[Exercise goal]: Render every line of the records below as a JSON list of strings, one string per line, with blank lines omitted.
▽
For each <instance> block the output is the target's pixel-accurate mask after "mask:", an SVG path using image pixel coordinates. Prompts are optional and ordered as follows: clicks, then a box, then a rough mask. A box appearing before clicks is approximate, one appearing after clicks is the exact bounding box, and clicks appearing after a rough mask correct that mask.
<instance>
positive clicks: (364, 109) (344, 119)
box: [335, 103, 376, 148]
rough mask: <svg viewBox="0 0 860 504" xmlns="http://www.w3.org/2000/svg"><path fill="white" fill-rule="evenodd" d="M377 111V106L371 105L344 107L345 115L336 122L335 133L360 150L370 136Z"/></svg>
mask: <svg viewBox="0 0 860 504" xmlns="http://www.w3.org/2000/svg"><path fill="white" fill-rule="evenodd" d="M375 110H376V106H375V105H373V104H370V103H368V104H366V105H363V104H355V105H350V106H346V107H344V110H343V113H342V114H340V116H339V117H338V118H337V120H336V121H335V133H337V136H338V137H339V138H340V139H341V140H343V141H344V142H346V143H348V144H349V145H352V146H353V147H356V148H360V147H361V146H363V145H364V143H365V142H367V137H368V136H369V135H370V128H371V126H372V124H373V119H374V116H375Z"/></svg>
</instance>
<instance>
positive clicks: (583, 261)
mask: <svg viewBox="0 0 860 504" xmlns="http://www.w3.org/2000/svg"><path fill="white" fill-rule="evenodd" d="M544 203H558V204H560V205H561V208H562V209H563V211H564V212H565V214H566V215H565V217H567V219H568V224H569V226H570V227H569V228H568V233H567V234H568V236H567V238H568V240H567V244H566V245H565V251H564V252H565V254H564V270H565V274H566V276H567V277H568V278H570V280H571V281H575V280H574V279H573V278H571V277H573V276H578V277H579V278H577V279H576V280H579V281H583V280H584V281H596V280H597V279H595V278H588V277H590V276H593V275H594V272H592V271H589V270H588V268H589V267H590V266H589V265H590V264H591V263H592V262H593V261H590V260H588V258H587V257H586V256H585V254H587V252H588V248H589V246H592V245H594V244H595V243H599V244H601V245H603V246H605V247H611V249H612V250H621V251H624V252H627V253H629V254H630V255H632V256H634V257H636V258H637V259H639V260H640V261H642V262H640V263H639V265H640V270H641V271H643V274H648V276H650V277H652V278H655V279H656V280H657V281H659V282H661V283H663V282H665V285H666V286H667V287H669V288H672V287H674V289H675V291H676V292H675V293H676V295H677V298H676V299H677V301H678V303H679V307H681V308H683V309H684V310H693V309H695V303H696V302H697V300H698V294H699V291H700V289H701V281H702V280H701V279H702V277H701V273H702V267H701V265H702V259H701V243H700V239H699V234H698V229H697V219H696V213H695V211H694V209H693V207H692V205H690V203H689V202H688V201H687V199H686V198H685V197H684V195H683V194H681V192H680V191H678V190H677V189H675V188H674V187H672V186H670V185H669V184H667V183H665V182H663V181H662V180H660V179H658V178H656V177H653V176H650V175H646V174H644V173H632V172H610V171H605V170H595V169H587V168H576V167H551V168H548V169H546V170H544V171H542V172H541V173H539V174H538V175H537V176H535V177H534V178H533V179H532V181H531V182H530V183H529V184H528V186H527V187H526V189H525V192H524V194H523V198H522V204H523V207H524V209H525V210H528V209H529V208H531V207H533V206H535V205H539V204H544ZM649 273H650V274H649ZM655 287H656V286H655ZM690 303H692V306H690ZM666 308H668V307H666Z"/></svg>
△
[Exercise answer]:
[
  "For each <instance> block the output is the target's pixel-accurate mask after \"mask:\", an SVG path using image pixel coordinates. Prompts are optional and ordered as follows: clicks, then a box, then a rough mask. A box appearing before clicks is approximate, one appearing after clicks is the exact bounding box, and clicks appearing after a rough mask correct that mask.",
  "<instance>",
  "positive clicks: (364, 109) (344, 119)",
  "box: [335, 103, 376, 148]",
  "rough mask: <svg viewBox=\"0 0 860 504\" xmlns=\"http://www.w3.org/2000/svg\"><path fill=\"white\" fill-rule=\"evenodd\" d=\"M377 111V106L371 105L344 107L345 115L336 122L335 133L360 150L370 136Z\"/></svg>",
  "mask: <svg viewBox=\"0 0 860 504\" xmlns=\"http://www.w3.org/2000/svg\"><path fill=\"white\" fill-rule=\"evenodd\" d=\"M375 110H376V106H375V105H373V104H370V103H368V104H366V105H363V104H355V105H350V106H346V107H344V110H343V113H342V114H340V116H339V117H338V118H337V120H336V121H335V133H337V136H338V137H339V138H340V139H341V140H343V141H344V142H346V143H348V144H349V145H352V146H353V147H356V148H360V147H361V146H363V145H364V143H365V142H367V137H368V136H369V135H370V128H371V126H372V124H373V119H374V116H375Z\"/></svg>",
  "</instance>",
  "<instance>",
  "positive clicks: (583, 261)",
  "mask: <svg viewBox=\"0 0 860 504\" xmlns=\"http://www.w3.org/2000/svg\"><path fill=\"white\" fill-rule=\"evenodd\" d=\"M544 203H558V204H560V205H561V208H562V209H563V211H564V212H565V214H566V215H565V217H567V219H568V224H569V226H570V227H569V228H568V233H567V234H568V236H567V238H568V240H567V244H566V245H565V251H564V252H565V254H564V270H565V274H566V276H567V277H568V278H570V280H571V281H575V280H574V279H573V278H571V277H573V276H578V277H579V278H577V279H576V280H579V281H583V280H584V281H596V280H597V279H595V278H588V277H590V276H593V275H594V272H592V271H589V270H588V268H589V267H590V266H589V265H590V264H591V263H592V262H593V261H590V260H588V258H587V257H586V256H585V254H587V252H588V248H589V246H592V245H594V244H595V243H599V244H601V245H603V246H605V247H611V249H612V250H621V251H624V252H627V253H629V254H630V255H632V256H634V257H636V258H637V259H639V260H640V261H642V262H640V263H639V265H640V270H641V271H643V274H648V276H650V277H652V278H655V279H656V280H657V281H659V282H661V283H663V282H665V285H666V286H667V287H669V288H672V287H674V289H675V291H676V292H675V293H676V295H677V298H676V299H677V301H678V303H679V307H681V308H683V309H684V310H693V309H695V303H696V302H697V300H698V294H699V291H700V289H701V281H702V280H701V279H702V277H701V273H702V267H701V265H702V259H701V243H700V239H699V234H698V229H697V219H696V213H695V211H694V209H693V207H692V205H690V203H689V202H688V201H687V199H686V198H685V197H684V195H683V194H681V192H680V191H678V190H677V189H675V188H674V187H672V186H670V185H669V184H667V183H665V182H663V181H662V180H660V179H658V178H656V177H653V176H650V175H646V174H644V173H632V172H610V171H605V170H595V169H587V168H576V167H551V168H548V169H546V170H544V171H542V172H541V173H539V174H538V175H537V176H535V177H534V178H533V179H532V181H531V182H530V183H529V184H528V186H527V187H526V189H525V192H524V194H523V198H522V204H523V207H524V209H525V210H528V209H529V208H531V207H533V206H535V205H539V204H544ZM649 273H650V274H649ZM655 287H656V286H655ZM690 303H692V306H690ZM666 308H668V307H666Z\"/></svg>"
]